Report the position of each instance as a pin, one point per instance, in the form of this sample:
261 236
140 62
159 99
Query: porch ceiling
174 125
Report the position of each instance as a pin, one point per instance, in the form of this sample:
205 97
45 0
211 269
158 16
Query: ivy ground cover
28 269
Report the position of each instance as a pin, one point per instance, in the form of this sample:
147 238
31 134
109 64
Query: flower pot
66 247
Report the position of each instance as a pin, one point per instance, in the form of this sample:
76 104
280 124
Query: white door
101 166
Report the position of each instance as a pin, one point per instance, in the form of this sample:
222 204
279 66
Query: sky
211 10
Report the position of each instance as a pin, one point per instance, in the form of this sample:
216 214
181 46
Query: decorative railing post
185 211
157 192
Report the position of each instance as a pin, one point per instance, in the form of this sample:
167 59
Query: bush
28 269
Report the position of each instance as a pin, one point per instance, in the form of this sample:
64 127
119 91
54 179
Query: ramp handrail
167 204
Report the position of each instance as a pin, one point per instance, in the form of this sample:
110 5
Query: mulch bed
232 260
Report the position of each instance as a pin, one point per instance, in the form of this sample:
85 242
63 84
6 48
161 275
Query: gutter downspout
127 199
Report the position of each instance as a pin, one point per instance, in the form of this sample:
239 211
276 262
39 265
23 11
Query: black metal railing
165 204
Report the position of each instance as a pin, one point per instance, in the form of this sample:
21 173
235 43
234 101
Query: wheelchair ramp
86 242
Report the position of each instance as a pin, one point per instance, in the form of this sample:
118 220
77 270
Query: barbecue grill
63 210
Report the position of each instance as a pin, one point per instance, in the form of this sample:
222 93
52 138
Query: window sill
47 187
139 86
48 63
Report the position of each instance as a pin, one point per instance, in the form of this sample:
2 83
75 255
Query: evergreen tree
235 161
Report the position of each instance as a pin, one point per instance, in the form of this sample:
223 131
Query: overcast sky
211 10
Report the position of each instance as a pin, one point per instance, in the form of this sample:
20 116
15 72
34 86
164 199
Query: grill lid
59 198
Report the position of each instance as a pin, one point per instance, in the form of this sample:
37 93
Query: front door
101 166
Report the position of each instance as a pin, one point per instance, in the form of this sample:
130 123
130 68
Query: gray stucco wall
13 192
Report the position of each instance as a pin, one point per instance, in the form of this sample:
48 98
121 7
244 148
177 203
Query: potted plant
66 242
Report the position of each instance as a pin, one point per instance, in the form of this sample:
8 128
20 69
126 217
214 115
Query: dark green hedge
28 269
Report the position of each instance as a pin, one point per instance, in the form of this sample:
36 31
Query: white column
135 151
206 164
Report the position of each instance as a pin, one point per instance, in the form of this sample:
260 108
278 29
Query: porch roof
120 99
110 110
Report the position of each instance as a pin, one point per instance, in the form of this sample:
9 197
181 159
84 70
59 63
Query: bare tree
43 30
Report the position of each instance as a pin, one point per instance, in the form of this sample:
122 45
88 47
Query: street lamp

____________

=== Stated task ===
Retype every entry above, word for word.

=== Output of the task ===
Report the position of each instance as a pin, one point per instance, in the form of this sample:
261 236
140 62
159 99
Query: porch ceiling
174 125
Report the position of each instance as a pin, one point per instance, in the form of this sample:
205 97
45 0
211 269
158 16
Query: ivy ground cover
28 269
Report the position of each instance as a pin, one point per instance, in the form of this sample:
147 238
31 134
109 64
Query: flower pot
66 247
Report the position of each instance as a pin, one point per instance, in the form of this sample:
76 104
280 124
Query: white door
101 166
Report the position of each instance as a pin, one point per instance, in the form of this sample:
222 204
279 66
Query: sky
211 10
Report the position of each instance as a pin, one point per instance, in the form of this sample:
216 214
181 46
Query: decorative railing post
185 211
157 192
Report the position of each instance as a pin, one point per instance, in the form of this sample:
167 59
Query: bush
28 269
Report the position of each instance as a pin, one point per instance, in the form of this sample:
64 127
119 91
54 179
Query: ramp handrail
167 204
Report the position of each instance as a pin, one point per instance, in the form of this sample:
110 5
Query: mulch bed
232 260
Report the position of each instance as a pin, one point per instance, in the form of this sample:
85 242
63 84
6 48
161 275
Query: gutter downspout
127 199
Report the position of each instance as a pin, one point per instance, in the form of this sample:
239 211
276 262
39 265
23 11
Query: black metal railing
165 204
Report the position of each instance as a pin, one point per instance, in the form of this sample:
21 173
235 43
234 101
Query: wheelchair ramp
86 242
Report the position of each instance as a pin, one point per instance, in the form of this sample:
118 220
77 270
Query: barbecue grill
63 210
Report the position of each instance as a pin, one point per instance, in the form of this sample:
222 93
52 138
Query: window sill
47 187
139 86
48 63
Report the position of each instance as a pin, one point per instance, in the form of this sample:
2 83
75 255
Query: evergreen tree
235 161
Report the position of each instance as a pin, one point per instance, in the form of this sample:
223 131
Query: overcast sky
211 10
Report the position of each instance as a pin, one point per instance, in the form of this sample:
20 116
15 72
34 86
164 199
Query: grill lid
59 198
Report the position of each instance as a pin, one point per instance, in the form of this sample:
37 93
Query: front door
101 166
Report the position of each instance as a pin, one point per instance, in the form of this sample:
130 123
130 68
Query: gray stucco wall
13 192
Report the position of each instance as a pin, one point per instance, in the form of this sample:
48 98
121 7
244 148
177 203
Query: potted plant
66 242
Report the position of each instance as a pin, one point per instance, in the form of this sample:
8 128
20 69
126 217
214 115
Query: dark green hedge
28 269
Report the position of each instance as a pin, one point per instance, in the form of this sample:
36 31
Query: white column
135 151
206 164
Report the position of each instance as a pin, one point per instance, in the form of this sample:
260 108
278 29
Query: porch roof
120 99
110 110
Report the position of each instance as a pin, one point per instance, in the form of this sample:
9 197
181 159
84 70
59 63
Query: bare tree
43 30
Report the position of each instance as a pin, one point per instance, in the form of this sample:
122 45
88 47
Query: street lamp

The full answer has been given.